[What you will do]
Please give all of the data again, character for character, and drop the pictures.

[Records to use]
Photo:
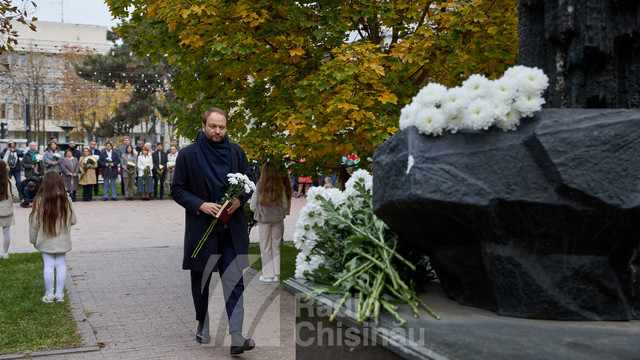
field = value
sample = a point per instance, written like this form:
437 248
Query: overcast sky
89 12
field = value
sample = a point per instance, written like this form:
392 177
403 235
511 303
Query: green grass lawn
288 254
26 323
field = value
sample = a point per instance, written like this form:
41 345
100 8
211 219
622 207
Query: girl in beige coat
50 232
8 194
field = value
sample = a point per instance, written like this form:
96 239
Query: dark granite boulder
542 222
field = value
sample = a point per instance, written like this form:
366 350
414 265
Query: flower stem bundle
349 250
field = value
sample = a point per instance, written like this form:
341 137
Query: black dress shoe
202 333
239 344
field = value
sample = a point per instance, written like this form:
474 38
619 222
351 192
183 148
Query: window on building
49 112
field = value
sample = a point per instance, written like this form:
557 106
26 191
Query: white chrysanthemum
430 95
408 116
430 121
478 115
527 104
302 265
503 89
500 109
476 86
510 121
532 80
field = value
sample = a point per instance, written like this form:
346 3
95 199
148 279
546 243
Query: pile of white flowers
478 104
305 238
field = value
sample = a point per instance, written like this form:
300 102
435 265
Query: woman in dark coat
70 170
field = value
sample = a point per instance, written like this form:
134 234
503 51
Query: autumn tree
10 13
148 82
88 105
315 79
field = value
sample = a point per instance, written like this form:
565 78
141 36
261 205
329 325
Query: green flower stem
335 313
358 270
204 238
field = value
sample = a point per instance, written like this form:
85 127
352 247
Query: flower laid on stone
345 247
239 184
478 104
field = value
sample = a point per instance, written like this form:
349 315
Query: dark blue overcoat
188 189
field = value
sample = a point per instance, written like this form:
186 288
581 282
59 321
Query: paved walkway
125 268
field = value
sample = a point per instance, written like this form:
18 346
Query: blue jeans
109 184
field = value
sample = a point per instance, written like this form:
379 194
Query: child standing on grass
269 204
50 232
8 194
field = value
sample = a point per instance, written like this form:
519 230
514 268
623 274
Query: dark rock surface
542 222
590 49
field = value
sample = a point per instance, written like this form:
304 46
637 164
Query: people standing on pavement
88 175
109 162
74 149
52 157
70 170
31 163
8 194
145 167
93 150
159 171
126 141
128 175
174 142
12 157
199 182
139 146
171 163
50 232
269 206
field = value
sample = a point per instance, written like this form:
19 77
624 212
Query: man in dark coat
199 182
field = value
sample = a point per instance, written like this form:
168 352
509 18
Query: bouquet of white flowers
238 185
346 247
478 104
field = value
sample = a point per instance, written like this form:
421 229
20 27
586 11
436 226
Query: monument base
463 332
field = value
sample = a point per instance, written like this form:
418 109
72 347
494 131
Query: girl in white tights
8 194
50 232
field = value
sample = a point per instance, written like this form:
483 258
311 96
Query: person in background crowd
52 158
128 176
87 175
8 194
174 142
159 171
12 157
139 146
126 141
74 149
171 159
70 170
93 150
145 184
109 162
32 167
268 204
50 233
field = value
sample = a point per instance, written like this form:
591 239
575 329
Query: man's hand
209 208
234 206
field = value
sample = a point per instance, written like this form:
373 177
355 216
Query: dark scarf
215 163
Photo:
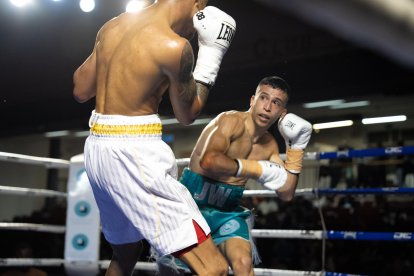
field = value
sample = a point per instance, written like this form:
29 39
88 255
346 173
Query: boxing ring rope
258 233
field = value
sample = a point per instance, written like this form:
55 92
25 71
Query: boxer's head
268 103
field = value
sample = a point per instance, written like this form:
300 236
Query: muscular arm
214 159
187 97
84 79
287 191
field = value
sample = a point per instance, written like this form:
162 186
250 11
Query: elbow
186 121
207 162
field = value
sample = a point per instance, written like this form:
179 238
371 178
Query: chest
244 147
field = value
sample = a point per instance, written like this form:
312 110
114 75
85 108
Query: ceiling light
350 105
53 134
387 119
20 3
333 124
87 5
323 103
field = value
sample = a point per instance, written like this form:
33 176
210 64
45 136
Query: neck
254 131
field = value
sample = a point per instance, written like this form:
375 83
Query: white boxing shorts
133 175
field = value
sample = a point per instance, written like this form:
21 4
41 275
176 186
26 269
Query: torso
243 146
129 77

[Answer box]
Photo:
field = value
sample = a point per instance, written like this form:
437 248
Query: overcast sky
89 12
field = value
sample = a point per instance, written like this form:
392 177
403 235
511 303
Query: green grass lawn
288 254
26 323
field = value
sample = a point per instance, written like this form:
41 345
100 8
211 219
622 207
Query: girl in beige coat
50 232
8 194
field = value
sample = a point per instance, written like this form:
96 239
Query: dark granite boulder
542 222
field = value
sample = a point per instance, written like this form:
366 350
414 265
Query: flower stem bundle
349 250
field = value
sample = a point per instance, written like this form:
341 137
Query: black dress shoe
202 333
239 344
field = value
sample = a point per instance, written like this form:
474 38
619 222
351 192
183 148
Query: window on building
49 112
field = value
sample = a point per instance, written like this form:
557 106
26 191
Query: white chrysanthemum
430 95
408 116
430 121
478 115
527 104
302 265
503 89
500 109
476 86
510 121
532 80
field = value
sample = a point per instance, written like this form:
346 3
95 199
148 279
546 243
Query: pile of white flowers
478 104
305 238
field = value
sample = a point per instance, written like this form:
300 102
435 265
Query: woman in dark coat
70 170
field = value
sample = a point per instance, written like this form:
134 234
503 51
Query: autumn tree
10 13
148 82
88 105
315 79
field = value
sample = a point per instance, written like this form:
565 78
141 36
261 205
329 325
Query: green flower stem
335 313
358 270
204 238
field = value
sample = a point per instance, written like this form:
85 127
352 247
Query: flower laid on stone
345 247
239 184
478 104
field = value
sample = a point per instance, written like this form:
349 315
Query: dark blue overcoat
188 189
field = value
sample = a point per instance, written like this form:
186 288
581 282
59 321
Query: paved walkway
125 268
field = value
sample = a point per instance, written like this form:
18 346
Query: blue jeans
109 184
field = value
sample = a point per instance, written like this form:
379 194
Query: child standing on grass
269 204
50 232
8 194
field = value
sample = a point per instance, written like this form:
519 230
514 268
623 274
Query: dark rock surface
542 222
590 49
field = value
sample = a point per instance, written like this form:
304 46
637 164
Query: people standing on pavement
88 175
109 162
74 149
52 157
70 170
31 163
8 194
145 167
93 150
159 171
126 141
128 175
174 142
12 157
199 182
139 146
171 163
50 232
269 206
field = value
sample = a point per instance, written like this form:
19 77
624 212
Query: man in dark coat
199 182
field = value
sample = a point per instance, written like this form:
168 352
509 18
Query: bouquet of white flowers
238 185
346 247
478 104
field = value
sample = a point per instance, written like this form:
421 229
20 27
586 11
436 226
Query: monument base
463 332
field = value
sample = a point per instance, written like this form:
418 109
72 347
494 131
Query: girl in white tights
8 194
50 232
field = value
sample = a point per instance, written like this form:
483 258
311 96
Query: person in background crowd
52 158
128 176
87 175
8 194
174 142
159 171
12 157
139 146
126 141
74 149
171 159
70 170
93 150
145 184
109 162
32 167
268 204
50 233
field = value
sample = a point per instance, written like this form:
591 239
575 329
Query: man's hand
209 208
234 206
field = value
sample = a point per instance, written like this form:
373 177
355 216
Query: dark scarf
215 163
Photo:
field = value
sample = a point per instance, written like this form:
29 39
88 255
346 173
Query: boxing ring rope
258 233
field = value
sample = a point per instance, written like this form:
55 92
25 71
Query: boxer's head
268 103
field = value
sample = a point per instance, written like this form:
300 236
Query: muscular arm
214 159
187 97
84 79
287 191
field = value
sample = a point per instance, written like this form:
162 186
250 11
Query: elbow
186 121
207 162
field = value
sample = a point per instance, written like this form:
179 238
371 178
Query: chest
244 147
field = value
sample = a point per instance, written like this form:
312 110
114 75
85 108
Query: ceiling light
350 105
53 134
387 119
20 3
333 124
87 5
323 103
field = value
sample = a point per instance, written like this form:
33 176
210 64
45 136
Query: neck
254 131
field = value
sample = a point per instance, written like this form:
375 83
Query: white boxing shorts
133 175
field = value
sample = a point per instance, written like this form:
21 4
41 275
176 186
26 269
Query: torso
243 146
129 77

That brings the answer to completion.